• **Stated problem**: Under the award agreement, which state's laws govern its interpretation, performance, and enforcement?

** START Given text **

8. | Successors and Assigns. Except to the extent otherwise provided in this Agreement, the provisions of this Agreement shall inure to the benefit of, and be binding upon, the Company and its successors and assigns and Participant and the legal representatives, heirs and legatees of Participant’s estate and any beneficiaries of the Award designated by Participant. |
9. | Construction. All decisions of the Company with respect to any question or issue arising under the Plan or this Agreement shall be conclusive and binding on all persons having an interest in the Award. |
10. | Governing Law. The interpretation, performance and enforcement of this Agreement shall be governed by the laws of the State of Arizona without resort to that State’s conflict-of-laws rules. |
11. | Employment at Will. Nothing in this Agreement shall confer upon the Participant any right to remain in Service for any period of specific duration or interfere with or otherwise restrict in any way the rights of the Company or Participant, which rights are hereby expressly reserved by each, to terminate Participant’s Service at any time for any reason, with or without cause, subject to applicable law and the terms of any employment agreement. |
12. | Nature of Award; No Entitlement; No Claim for Compensation. In accepting this Award, Participant acknowledges the following: |
(a) | The grant of this Award is voluntary and occasional and does not create any contractual or other right to receive future grants of awards, or benefits in lieu of awards, even if awards have been granted repeatedly in the past. |
(b) | The amount of the Award paid to the Participant in any year will not create any contractual or other right for the Participant to receive the same or similar amounts in any future years under the Plan. |
(c) | All decisions with respect to future awards, if any, will be at the sole discretion of the Compensation Committee of the Board. |
(d) | Participant is voluntarily participating in the Award. |
(e) | This Award and any amount paid pursuant to this Award shall not be treated as part of the Participant’s normal or expected compensation or salary for any purpose, including, but not limited to, calculating any severance, resignation, termination, redundancy, end of service payments, bonuses, long-service awards, pension or retirement benefits or similar payments. |
13. | Entire Agreement. Except as otherwise specifically referenced herein, this Agreement constitutes the sole and entire agreement between the parties hereto with regard to the Award and supersedes any and all understandings and agreements made prior hereto, if any. No provision of this Agreement shall be amended, waived or modified except by an instrument in writing, signed by the parties hereto. |
14. | Participant Acceptance. The Participant must accept the terms and conditions of this Agreement either electronically through the electronic acceptance procedure established by the Company or through |
a written acceptance delivered to the Company in a form satisfactory to the Company. In no event shall any cash bonus amount be paid under this Agreement in the absence of such acceptance.

** END Given text **
** START Information shown **

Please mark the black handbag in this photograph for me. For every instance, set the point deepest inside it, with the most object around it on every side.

** END Information shown **
** START Information shown **

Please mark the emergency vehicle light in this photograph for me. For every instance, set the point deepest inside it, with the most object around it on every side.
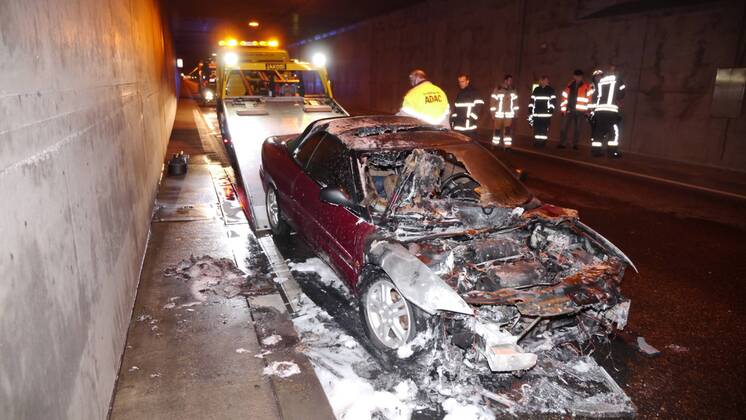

** END Information shown **

• **Result of the task**: The laws of the State of Arizona govern, without resort to that State's conflict-of-laws rules.